Jouw opdracht:
Hoe gaat het verhaal over het telefoontje van de vader verder na de laatste zin? Schrijf het vervolg.

Documentfragment:
▬▬▬▬▬▬▬▬▬▬

Op mijn werk had ik een groot project tot een goed einde gebracht. Ik durfde langzaam te gaan hopen dat we richting een normaal gezinsleven groeiden. Onze droom van twee kinderen, in een warm gezin, begon binnen ons bereik te komen.
IJzig koud
Tot het telefoontje van mijn vader. “Martijn, Marleen voelt zich niet goed en ze is gevallen. Misschien is het beter dat je naar huis komt.” Ik hoor aan de stem van mijn vader dat hij het meent. In de auto op weg naar huis krijg ik het opeens ijzig koud. ‘Ze is dood’ flitst door mijn hoofd. Snel duw ik de gedachte weg. Na zo veel ellende de afgelopen jaren zal dit toch niet gebeuren?
“Na zo veel ellende de afgelopen jaren zal dit toch niet gebeuren?”

▬▬▬▬▬▬▬▬▬▬

Aangeleverde records:
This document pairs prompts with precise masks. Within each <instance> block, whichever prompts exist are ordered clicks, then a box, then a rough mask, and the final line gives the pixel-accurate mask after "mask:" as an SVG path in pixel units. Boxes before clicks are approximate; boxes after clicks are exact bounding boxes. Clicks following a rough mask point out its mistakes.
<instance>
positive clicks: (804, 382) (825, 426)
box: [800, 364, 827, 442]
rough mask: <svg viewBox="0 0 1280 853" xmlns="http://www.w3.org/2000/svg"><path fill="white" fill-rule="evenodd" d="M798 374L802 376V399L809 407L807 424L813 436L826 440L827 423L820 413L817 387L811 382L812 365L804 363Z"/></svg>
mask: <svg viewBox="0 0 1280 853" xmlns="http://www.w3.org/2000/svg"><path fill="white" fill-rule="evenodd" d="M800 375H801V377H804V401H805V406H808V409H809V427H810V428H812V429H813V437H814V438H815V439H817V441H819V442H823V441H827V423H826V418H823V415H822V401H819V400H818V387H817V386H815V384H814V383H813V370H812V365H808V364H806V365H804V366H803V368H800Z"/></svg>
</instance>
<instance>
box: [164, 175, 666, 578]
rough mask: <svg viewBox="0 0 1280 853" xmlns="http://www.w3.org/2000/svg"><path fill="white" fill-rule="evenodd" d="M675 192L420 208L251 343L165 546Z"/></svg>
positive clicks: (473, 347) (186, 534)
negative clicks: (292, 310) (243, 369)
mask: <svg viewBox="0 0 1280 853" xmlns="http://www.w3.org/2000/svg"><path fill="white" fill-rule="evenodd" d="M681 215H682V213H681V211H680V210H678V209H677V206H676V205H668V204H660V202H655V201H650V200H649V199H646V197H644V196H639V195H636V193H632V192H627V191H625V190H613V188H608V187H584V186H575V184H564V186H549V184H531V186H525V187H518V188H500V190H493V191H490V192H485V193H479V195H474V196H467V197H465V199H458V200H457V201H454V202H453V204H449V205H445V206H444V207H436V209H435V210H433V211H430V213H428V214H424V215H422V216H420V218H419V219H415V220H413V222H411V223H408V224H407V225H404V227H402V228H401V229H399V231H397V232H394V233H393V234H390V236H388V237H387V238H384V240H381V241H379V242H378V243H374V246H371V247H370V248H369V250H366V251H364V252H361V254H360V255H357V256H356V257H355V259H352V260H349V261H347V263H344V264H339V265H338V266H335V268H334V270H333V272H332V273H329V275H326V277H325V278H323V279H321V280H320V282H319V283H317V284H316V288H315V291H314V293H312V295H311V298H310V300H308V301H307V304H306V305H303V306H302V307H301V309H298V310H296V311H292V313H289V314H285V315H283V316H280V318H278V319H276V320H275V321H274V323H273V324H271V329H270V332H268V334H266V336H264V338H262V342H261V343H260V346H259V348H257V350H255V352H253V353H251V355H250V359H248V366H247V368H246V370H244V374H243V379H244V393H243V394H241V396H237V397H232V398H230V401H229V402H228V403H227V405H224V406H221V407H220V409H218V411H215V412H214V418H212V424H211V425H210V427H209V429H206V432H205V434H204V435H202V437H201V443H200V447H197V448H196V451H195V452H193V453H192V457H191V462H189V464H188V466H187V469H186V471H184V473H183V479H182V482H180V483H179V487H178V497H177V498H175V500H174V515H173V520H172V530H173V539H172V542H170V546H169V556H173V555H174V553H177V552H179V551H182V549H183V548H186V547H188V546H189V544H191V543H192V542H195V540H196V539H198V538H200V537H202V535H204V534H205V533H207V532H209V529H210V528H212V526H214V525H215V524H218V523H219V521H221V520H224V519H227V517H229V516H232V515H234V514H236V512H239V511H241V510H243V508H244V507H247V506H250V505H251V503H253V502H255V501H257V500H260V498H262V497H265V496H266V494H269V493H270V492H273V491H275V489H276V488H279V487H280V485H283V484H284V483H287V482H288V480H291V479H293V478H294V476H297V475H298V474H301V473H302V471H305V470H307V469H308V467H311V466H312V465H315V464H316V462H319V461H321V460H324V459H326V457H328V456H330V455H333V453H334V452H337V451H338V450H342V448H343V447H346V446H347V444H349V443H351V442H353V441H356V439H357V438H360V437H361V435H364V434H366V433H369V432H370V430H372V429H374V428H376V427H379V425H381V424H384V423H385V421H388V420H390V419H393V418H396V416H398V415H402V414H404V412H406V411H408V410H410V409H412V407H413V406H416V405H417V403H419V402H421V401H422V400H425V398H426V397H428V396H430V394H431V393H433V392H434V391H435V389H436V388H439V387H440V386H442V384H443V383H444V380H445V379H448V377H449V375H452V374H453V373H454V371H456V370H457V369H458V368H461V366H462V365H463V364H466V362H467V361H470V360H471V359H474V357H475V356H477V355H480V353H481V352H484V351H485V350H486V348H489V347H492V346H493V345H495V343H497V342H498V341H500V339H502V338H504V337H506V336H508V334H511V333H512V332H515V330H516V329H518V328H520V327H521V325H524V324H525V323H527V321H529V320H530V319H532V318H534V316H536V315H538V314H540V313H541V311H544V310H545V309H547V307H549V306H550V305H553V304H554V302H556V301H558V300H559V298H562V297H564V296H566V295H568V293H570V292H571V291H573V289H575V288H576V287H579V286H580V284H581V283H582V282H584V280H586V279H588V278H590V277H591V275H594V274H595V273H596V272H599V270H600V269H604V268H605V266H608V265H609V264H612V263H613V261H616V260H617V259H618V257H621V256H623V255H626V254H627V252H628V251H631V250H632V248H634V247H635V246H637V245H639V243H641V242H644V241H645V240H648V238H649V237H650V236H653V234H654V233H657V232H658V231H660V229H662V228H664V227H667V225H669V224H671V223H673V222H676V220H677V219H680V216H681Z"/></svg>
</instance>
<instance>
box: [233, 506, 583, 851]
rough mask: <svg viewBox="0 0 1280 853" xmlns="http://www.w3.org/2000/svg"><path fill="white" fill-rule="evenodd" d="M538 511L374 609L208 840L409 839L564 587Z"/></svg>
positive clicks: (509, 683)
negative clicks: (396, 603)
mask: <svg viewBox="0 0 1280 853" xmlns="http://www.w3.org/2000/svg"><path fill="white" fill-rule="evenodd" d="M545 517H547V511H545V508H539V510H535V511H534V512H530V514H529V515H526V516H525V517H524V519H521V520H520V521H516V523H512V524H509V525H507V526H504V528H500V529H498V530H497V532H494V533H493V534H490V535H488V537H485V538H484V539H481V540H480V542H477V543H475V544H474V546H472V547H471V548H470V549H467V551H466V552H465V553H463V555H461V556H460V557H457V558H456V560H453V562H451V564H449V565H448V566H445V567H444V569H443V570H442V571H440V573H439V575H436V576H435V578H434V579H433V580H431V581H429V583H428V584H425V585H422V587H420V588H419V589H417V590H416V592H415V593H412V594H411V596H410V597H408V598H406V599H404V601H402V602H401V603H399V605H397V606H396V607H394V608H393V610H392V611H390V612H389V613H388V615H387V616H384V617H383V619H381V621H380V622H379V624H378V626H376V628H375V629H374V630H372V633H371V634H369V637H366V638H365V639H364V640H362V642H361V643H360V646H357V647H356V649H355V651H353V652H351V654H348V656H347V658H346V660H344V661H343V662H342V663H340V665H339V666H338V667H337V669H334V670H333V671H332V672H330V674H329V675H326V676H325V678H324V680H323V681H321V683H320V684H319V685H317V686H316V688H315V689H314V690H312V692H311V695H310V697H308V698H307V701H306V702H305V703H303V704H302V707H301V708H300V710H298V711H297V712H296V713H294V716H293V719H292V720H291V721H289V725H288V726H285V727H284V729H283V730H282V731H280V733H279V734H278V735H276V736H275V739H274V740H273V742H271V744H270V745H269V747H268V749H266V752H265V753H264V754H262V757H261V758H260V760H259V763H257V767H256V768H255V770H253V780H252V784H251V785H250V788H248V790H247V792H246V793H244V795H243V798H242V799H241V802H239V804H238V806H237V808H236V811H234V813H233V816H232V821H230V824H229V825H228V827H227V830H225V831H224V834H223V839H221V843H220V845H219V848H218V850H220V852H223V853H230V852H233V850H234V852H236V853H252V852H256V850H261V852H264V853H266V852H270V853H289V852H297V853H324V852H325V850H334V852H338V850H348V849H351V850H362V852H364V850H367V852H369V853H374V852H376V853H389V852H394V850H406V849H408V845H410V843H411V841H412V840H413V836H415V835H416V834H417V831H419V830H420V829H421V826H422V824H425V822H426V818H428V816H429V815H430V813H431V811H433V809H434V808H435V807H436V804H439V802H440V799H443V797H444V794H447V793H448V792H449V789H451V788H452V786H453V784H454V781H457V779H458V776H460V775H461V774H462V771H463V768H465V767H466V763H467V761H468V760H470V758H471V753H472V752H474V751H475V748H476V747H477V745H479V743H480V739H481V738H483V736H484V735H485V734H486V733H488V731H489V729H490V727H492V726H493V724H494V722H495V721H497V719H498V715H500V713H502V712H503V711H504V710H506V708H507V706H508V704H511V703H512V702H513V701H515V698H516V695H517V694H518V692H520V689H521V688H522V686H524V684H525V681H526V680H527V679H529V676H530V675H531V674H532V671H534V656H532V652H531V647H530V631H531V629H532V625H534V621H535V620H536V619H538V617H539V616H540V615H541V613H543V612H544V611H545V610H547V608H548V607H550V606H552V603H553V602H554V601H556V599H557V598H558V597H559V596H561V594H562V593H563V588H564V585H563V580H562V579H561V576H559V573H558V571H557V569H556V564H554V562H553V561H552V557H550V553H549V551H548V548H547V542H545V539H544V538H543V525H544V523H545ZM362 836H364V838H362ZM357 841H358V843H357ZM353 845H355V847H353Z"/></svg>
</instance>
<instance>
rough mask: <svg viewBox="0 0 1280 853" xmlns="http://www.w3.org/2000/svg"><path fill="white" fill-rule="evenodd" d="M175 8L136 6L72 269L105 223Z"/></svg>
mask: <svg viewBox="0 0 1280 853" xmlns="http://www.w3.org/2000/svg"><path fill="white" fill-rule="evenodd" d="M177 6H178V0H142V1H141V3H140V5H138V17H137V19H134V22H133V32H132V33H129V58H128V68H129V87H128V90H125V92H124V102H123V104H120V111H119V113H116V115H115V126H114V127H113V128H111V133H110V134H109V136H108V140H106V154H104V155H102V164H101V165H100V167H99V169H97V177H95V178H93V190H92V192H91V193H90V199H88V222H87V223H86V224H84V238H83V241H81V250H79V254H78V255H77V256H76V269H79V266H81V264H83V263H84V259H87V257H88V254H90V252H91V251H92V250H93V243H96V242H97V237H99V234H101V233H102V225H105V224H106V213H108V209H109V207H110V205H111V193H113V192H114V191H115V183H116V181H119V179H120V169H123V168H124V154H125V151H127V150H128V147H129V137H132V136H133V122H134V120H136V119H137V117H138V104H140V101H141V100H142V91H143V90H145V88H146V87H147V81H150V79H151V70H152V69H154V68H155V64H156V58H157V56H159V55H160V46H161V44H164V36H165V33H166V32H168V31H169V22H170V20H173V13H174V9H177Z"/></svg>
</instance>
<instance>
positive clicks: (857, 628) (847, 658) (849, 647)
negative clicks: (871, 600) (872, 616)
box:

▬▬▬▬▬▬▬▬▬▬

Geschreven antwoord:
Zodra ik in de buurt van mijn huis kom, zie ik een ambulance en politiewagen staan. Een paar buurvrouwen fluisteren wat tegen elkaar. Ik ren naar de voordeur. In de hal staat niet mijn vader, maar een agente. Ze hoeft niets te zeggen, ik weet het al. “Het spijt me verschrikkelijk om dit te moeten zeggen, maar uw vrouw is dood.”
Op dat moment sterf ik ook. Alleen heeft mijn hart dit nog niet door.
Ik mag niet bij haar, omdat eerst uitgesloten moet worden dat ik haar iets heb aangedaan. De schouwarts constateert een ‘natuurlijke dood’. Ik word boos: doodgaan op je 32e is alles behalve natuurlijk. Het vooruitzicht om mijn zoontje van twee het nieuws te moeten vertellen maakt me misselijk…
De bodem onder mijn bestaan is weg
Het overlijden van Marleen en de ellende van de voorgaande jaren hebben de bodem onder mijn bestaan weggeslagen. Rouw, depressie en een burn-out rolden over elkaar heen. In die zwarte mengelmoes moest ik een verleden afsluiten, het heden leren managen en is de toekomst ongewis.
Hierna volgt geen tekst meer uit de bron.